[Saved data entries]
══════

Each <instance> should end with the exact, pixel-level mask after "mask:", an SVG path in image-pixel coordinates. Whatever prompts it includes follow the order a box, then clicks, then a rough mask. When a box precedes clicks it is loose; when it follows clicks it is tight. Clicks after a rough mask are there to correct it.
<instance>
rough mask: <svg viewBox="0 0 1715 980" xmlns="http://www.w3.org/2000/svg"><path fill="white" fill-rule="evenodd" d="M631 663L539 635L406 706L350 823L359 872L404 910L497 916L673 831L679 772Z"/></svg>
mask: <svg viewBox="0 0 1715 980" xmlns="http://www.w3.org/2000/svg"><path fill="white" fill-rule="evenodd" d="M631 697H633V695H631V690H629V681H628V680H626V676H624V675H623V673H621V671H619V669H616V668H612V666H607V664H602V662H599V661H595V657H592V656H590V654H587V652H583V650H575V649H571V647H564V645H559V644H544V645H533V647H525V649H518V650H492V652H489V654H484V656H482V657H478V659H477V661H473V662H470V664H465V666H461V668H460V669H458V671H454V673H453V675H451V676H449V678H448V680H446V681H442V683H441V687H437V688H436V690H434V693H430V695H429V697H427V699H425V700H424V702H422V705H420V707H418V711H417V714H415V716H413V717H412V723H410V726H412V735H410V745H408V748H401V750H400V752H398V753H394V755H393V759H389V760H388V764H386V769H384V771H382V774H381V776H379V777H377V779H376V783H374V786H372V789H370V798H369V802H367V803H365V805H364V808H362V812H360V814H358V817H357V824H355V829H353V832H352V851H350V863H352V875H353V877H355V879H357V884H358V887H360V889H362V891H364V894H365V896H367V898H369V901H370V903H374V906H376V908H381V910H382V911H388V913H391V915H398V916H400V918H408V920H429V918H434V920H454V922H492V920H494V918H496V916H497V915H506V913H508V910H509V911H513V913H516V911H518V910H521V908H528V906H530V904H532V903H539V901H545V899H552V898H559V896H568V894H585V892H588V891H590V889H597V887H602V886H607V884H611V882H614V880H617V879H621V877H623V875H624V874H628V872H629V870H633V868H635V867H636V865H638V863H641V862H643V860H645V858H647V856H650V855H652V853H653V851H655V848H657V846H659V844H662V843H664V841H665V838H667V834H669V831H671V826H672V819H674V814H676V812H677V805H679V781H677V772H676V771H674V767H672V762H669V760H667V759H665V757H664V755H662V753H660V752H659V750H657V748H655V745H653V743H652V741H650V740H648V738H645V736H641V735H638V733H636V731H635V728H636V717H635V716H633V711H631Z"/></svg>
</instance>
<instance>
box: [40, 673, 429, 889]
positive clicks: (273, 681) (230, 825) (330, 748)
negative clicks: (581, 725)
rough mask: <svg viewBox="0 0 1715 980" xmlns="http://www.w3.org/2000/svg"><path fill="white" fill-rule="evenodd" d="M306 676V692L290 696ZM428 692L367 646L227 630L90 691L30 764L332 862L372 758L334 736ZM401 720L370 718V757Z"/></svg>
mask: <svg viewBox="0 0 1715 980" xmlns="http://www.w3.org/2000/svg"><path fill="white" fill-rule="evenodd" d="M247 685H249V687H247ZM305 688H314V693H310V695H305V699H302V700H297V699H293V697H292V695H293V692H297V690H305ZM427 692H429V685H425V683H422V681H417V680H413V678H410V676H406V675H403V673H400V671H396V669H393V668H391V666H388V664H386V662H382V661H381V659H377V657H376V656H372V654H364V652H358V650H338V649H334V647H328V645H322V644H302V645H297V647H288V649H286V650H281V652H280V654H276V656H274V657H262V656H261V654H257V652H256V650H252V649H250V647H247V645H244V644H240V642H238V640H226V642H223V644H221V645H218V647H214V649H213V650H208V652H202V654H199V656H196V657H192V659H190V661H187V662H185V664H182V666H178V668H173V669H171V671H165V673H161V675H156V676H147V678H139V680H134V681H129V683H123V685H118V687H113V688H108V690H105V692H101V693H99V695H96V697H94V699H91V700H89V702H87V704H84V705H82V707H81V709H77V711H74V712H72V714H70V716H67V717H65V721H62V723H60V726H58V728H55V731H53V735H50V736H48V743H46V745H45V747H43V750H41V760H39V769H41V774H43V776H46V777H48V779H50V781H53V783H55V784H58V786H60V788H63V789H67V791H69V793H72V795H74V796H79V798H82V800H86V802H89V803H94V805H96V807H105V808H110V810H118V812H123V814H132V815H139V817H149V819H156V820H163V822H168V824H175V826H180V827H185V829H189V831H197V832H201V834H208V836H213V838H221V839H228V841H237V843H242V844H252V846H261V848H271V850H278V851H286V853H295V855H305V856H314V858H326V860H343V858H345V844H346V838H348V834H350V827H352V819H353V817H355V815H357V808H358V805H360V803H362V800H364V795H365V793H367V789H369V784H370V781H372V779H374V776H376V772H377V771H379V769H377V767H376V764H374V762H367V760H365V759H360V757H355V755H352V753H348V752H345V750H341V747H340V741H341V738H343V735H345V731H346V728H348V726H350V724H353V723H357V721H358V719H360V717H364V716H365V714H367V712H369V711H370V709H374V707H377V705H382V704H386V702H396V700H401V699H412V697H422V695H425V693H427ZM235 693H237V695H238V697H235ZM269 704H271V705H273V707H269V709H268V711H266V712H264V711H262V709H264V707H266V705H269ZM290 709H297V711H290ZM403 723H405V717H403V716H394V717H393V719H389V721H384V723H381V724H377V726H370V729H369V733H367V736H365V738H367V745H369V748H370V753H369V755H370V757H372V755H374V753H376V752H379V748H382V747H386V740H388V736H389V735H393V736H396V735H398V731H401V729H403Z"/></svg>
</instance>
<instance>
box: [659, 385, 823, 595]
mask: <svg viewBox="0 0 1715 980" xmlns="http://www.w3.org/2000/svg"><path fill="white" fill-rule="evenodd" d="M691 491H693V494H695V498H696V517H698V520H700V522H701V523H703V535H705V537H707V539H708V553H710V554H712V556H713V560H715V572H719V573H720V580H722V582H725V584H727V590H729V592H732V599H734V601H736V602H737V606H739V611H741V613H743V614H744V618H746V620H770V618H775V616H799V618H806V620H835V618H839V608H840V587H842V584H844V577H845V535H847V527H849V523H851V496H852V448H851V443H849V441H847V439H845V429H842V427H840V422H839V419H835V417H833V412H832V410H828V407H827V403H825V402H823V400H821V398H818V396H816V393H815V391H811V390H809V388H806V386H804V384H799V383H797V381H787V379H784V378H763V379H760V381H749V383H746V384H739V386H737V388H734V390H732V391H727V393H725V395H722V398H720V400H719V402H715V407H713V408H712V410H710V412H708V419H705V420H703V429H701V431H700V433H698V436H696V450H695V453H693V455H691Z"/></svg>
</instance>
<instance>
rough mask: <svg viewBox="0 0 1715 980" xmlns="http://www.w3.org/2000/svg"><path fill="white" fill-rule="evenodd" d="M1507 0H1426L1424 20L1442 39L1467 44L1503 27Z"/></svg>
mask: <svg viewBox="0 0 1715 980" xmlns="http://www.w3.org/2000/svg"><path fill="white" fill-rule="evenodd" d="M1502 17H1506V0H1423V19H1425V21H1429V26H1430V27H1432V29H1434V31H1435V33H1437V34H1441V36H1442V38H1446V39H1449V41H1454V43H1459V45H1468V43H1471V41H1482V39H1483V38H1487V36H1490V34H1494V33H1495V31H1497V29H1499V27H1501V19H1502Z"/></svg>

══════

→ **Action item**: Present every line of the records above as a numbered list, leaving out blank lines.

→ **Final answer**:
1. Each <instance> should end with the exact, pixel-level mask after "mask:", an SVG path in image-pixel coordinates. Whatever prompts it includes follow the order a box, then clicks, then a rough mask. When a box precedes clicks it is loose; when it follows clicks it is tight. Clicks after a rough mask are there to correct it.
2. <instance>
3. rough mask: <svg viewBox="0 0 1715 980" xmlns="http://www.w3.org/2000/svg"><path fill="white" fill-rule="evenodd" d="M631 663L539 635L406 706L350 823L359 872L404 910L497 916L673 831L679 772Z"/></svg>
4. mask: <svg viewBox="0 0 1715 980" xmlns="http://www.w3.org/2000/svg"><path fill="white" fill-rule="evenodd" d="M631 697H633V695H631V690H629V681H628V680H626V676H624V675H623V673H621V671H619V669H616V668H612V666H607V664H602V662H599V661H595V657H592V656H590V654H587V652H583V650H575V649H571V647H564V645H559V644H544V645H533V647H525V649H518V650H492V652H489V654H484V656H482V657H478V659H477V661H473V662H470V664H465V666H461V668H460V669H458V671H454V673H453V675H451V676H449V678H448V680H446V681H442V683H441V687H437V688H436V690H434V693H430V695H429V697H427V699H425V700H424V702H422V705H420V707H418V711H417V714H415V716H413V717H412V723H410V726H412V735H410V745H408V748H401V750H400V752H398V753H394V755H393V759H389V760H388V764H386V769H384V771H382V774H381V776H379V777H377V779H376V783H374V786H372V789H370V798H369V802H367V803H365V805H364V808H362V812H360V814H358V817H357V824H355V829H353V832H352V851H350V863H352V875H353V877H355V879H357V884H358V887H360V889H362V891H364V894H365V896H367V898H369V901H370V903H374V906H376V908H381V910H382V911H388V913H391V915H398V916H400V918H408V920H429V918H434V920H454V922H492V920H494V918H496V916H497V915H506V913H508V910H509V911H513V913H516V911H518V910H521V908H528V906H530V904H532V903H539V901H545V899H552V898H559V896H568V894H585V892H588V891H590V889H597V887H602V886H607V884H611V882H614V880H617V879H621V877H623V875H624V874H628V872H629V870H633V868H635V867H636V865H638V863H641V862H643V860H645V858H647V856H650V855H652V853H653V851H655V848H657V846H659V844H662V843H664V841H665V838H667V834H669V831H671V826H672V819H674V814H676V812H677V805H679V781H677V772H676V771H674V767H672V762H669V760H667V759H665V757H664V755H662V753H660V752H659V750H657V748H655V745H653V743H652V741H650V740H648V738H645V736H641V735H638V733H636V731H635V728H636V717H635V716H633V711H631Z"/></svg>
5. </instance>
6. <instance>
7. box: [40, 673, 429, 889]
8. positive clicks: (273, 681) (230, 825) (330, 748)
9. negative clicks: (581, 725)
10. rough mask: <svg viewBox="0 0 1715 980" xmlns="http://www.w3.org/2000/svg"><path fill="white" fill-rule="evenodd" d="M306 676V692L290 696ZM428 692L367 646L227 630L90 691L30 764L332 862L372 758L334 736ZM401 720L370 718V757Z"/></svg>
11. mask: <svg viewBox="0 0 1715 980" xmlns="http://www.w3.org/2000/svg"><path fill="white" fill-rule="evenodd" d="M247 685H249V687H247ZM305 688H314V693H310V695H305V699H302V700H297V699H293V697H292V695H293V692H297V690H305ZM427 692H429V685H425V683H422V681H417V680H413V678H410V676H406V675H403V673H400V671H396V669H393V668H391V666H388V664H386V662H382V661H381V659H377V657H376V656H372V654H364V652H358V650H338V649H334V647H328V645H322V644H302V645H297V647H288V649H286V650H281V652H280V654H276V656H274V657H262V656H261V654H257V652H256V650H252V649H250V647H247V645H244V644H240V642H238V640H226V642H223V644H221V645H218V647H214V649H213V650H208V652H202V654H199V656H196V657H192V659H190V661H187V662H185V664H182V666H178V668H173V669H171V671H165V673H161V675H156V676H147V678H139V680H134V681H129V683H123V685H118V687H113V688H108V690H105V692H101V693H99V695H96V697H94V699H91V700H89V702H87V704H84V705H82V707H81V709H77V711H74V712H72V714H70V716H67V717H65V721H62V723H60V726H58V728H55V731H53V735H50V736H48V743H46V745H45V747H43V750H41V760H39V769H41V774H43V776H46V777H48V779H50V781H53V783H55V784H58V786H60V788H63V789H67V791H69V793H72V795H74V796H79V798H82V800H86V802H89V803H94V805H96V807H105V808H110V810H118V812H123V814H132V815H139V817H149V819H156V820H163V822H168V824H175V826H180V827H185V829H189V831H197V832H201V834H208V836H213V838H221V839H228V841H237V843H242V844H252V846H261V848H271V850H278V851H286V853H295V855H305V856H314V858H326V860H343V858H345V844H346V838H348V834H350V827H352V819H353V817H355V815H357V808H358V805H360V803H362V800H364V795H365V793H367V789H369V784H370V781H372V779H374V776H376V772H377V771H379V769H377V767H376V764H374V762H367V760H365V759H360V757H355V755H352V753H348V752H345V750H341V747H340V741H341V738H343V735H345V731H346V728H348V726H350V724H353V723H357V721H358V719H360V717H364V716H365V714H367V712H369V711H370V709H374V707H377V705H382V704H386V702H396V700H401V699H412V697H422V695H425V693H427ZM235 693H237V695H238V697H235ZM269 704H271V705H273V707H269V709H268V711H266V712H264V711H262V709H264V707H266V705H269ZM290 709H297V711H290ZM403 723H405V717H403V716H394V717H393V719H389V721H384V723H381V724H377V726H370V729H369V733H367V736H365V738H367V745H369V748H370V753H369V755H370V757H372V755H374V753H376V752H379V748H382V747H386V740H388V736H389V735H393V736H396V735H398V731H401V729H403Z"/></svg>
12. </instance>
13. <instance>
14. box: [659, 385, 823, 595]
15. mask: <svg viewBox="0 0 1715 980" xmlns="http://www.w3.org/2000/svg"><path fill="white" fill-rule="evenodd" d="M691 491H693V494H695V498H696V517H698V520H700V522H701V523H703V535H705V537H707V539H708V553H710V554H712V556H713V560H715V572H719V573H720V580H722V582H725V584H727V590H729V592H732V599H734V601H736V602H737V606H739V611H741V613H743V614H744V618H746V620H770V618H775V616H799V618H806V620H835V618H839V608H840V587H842V584H844V577H845V535H847V527H849V523H851V496H852V448H851V443H849V441H847V439H845V429H842V427H840V422H839V419H835V417H833V412H832V410H828V407H827V403H825V402H823V400H821V398H818V396H816V393H815V391H811V390H809V388H806V386H804V384H799V383H797V381H787V379H784V378H763V379H760V381H749V383H746V384H739V386H737V388H734V390H732V391H727V393H725V395H722V398H720V400H719V402H715V407H713V408H712V410H710V412H708V419H705V420H703V429H701V431H700V433H698V436H696V450H695V453H693V455H691Z"/></svg>
16. </instance>
17. <instance>
18. rough mask: <svg viewBox="0 0 1715 980" xmlns="http://www.w3.org/2000/svg"><path fill="white" fill-rule="evenodd" d="M1507 0H1426L1424 20L1442 39L1467 44L1503 27Z"/></svg>
19. mask: <svg viewBox="0 0 1715 980" xmlns="http://www.w3.org/2000/svg"><path fill="white" fill-rule="evenodd" d="M1502 17H1506V0H1423V19H1425V21H1429V26H1430V27H1432V29H1434V31H1435V33H1437V34H1441V36H1442V38H1446V39H1449V41H1454V43H1459V45H1468V43H1471V41H1482V39H1483V38H1487V36H1490V34H1494V33H1495V31H1497V29H1499V27H1501V19H1502Z"/></svg>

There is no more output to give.